LIST OF TASKS
a: According to the essay on white supremacy, what is the moral imperative of everyone who believes in equality and fights for justice?
b: Set down a passage from the essay on white supremacy word for word, starting at the words "White supremacy is entrenched" and ending after "where it exists.".

To the White Folks Asking “What Can I Do?”

As we have seen recently and throughout hundreds of years of human history, white supremacy and racism cause unspeakable harm and injury to our BIPOC siblings.  White supremacy is both institutional and embedded into the framework of systems AND personal and engrained in our individual ways of thinking and moving in the world.  It is manifest from the policies and practices held at the macro levels of structures all the way to aggressions and prejudice at the micro levels between individuals. Breaking down this oppressive system is the moral imperative of everyone who believes in equality and fights for justice.

The problems and harm done by white supremacy exist because whiteness inserted unequal beliefs and practices into place and has buttressed them for centuries; therefore it is the duty of white people to be fully invested its eradication.

White supremacy is entrenched at macro levels of large systems (governments, communities, churches, schools, groups, families, etc.) and built-in to the micro levels of individual response, accountability and action. This means the work we contribute to dismantle it can be done at any and all of the points of impact where it exists.

Because we were all born into white supremacist systems (government, schools, churches, families, etc.) and through no intentional fault of our own or our parents, none of us can escape that white supremacy was baked into our social consciousness from birth and beyond.

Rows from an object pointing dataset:
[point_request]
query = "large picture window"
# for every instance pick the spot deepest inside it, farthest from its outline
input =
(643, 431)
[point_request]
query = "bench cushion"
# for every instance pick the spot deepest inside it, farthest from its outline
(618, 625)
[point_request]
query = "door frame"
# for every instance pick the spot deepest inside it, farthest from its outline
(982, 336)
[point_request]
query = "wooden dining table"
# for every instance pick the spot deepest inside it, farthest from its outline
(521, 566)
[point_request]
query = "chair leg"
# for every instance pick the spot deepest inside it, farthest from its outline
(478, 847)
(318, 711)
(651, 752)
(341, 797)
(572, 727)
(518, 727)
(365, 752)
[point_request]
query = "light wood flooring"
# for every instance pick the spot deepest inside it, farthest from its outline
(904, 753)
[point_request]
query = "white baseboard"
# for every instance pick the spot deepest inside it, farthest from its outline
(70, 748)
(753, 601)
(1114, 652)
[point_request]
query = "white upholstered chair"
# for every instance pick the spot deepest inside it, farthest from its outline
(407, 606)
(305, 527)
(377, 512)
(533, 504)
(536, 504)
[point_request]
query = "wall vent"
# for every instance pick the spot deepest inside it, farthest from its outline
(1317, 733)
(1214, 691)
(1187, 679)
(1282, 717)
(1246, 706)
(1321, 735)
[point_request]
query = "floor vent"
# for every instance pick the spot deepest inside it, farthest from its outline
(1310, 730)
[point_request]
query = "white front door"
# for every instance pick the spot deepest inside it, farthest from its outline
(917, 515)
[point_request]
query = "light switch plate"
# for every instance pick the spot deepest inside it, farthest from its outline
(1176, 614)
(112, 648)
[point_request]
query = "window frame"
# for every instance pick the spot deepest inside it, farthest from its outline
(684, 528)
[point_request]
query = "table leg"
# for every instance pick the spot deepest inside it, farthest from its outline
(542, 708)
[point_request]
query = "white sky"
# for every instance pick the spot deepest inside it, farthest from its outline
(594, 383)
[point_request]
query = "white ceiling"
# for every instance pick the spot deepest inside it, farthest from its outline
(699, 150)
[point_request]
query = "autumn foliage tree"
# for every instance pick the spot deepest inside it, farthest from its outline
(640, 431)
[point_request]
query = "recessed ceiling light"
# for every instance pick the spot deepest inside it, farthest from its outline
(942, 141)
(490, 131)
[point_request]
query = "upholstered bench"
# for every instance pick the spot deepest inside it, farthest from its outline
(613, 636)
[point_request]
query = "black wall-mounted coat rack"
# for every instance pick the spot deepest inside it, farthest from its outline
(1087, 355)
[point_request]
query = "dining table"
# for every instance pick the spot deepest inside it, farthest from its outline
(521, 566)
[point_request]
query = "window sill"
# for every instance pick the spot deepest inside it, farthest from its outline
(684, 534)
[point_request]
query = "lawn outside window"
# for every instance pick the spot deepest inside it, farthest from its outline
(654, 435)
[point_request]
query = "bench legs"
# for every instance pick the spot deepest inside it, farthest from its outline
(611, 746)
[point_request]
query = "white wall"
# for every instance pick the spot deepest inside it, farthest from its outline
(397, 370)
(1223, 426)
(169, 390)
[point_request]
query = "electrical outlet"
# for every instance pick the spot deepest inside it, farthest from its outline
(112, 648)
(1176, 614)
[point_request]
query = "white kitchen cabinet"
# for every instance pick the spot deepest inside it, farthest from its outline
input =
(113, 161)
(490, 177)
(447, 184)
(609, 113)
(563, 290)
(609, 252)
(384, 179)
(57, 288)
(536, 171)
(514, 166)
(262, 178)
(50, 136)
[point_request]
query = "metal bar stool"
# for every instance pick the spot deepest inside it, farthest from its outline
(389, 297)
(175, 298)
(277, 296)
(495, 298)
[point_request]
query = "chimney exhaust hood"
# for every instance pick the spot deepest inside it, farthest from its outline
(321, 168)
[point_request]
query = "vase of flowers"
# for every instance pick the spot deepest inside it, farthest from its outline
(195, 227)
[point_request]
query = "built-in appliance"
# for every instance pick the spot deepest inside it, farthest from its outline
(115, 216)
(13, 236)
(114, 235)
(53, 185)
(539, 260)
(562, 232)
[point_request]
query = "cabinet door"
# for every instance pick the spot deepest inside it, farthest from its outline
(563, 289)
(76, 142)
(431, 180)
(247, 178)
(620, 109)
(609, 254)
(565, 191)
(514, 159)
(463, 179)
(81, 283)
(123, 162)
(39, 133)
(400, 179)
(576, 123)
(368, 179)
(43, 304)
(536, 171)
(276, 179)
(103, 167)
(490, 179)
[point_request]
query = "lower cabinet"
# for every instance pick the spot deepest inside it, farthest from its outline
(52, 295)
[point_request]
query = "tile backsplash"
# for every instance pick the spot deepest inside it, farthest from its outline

ANSWERS
a: Breaking down the oppressive system of white supremacy.

b:
White supremacy is entrenched at macro levels of large systems (governments, communities, churches, schools, groups, families, etc.) and built-in to the micro levels of individual response, accountability and action. This means the work we contribute to dismantle it can be done at any and all of the points of impact where it exists.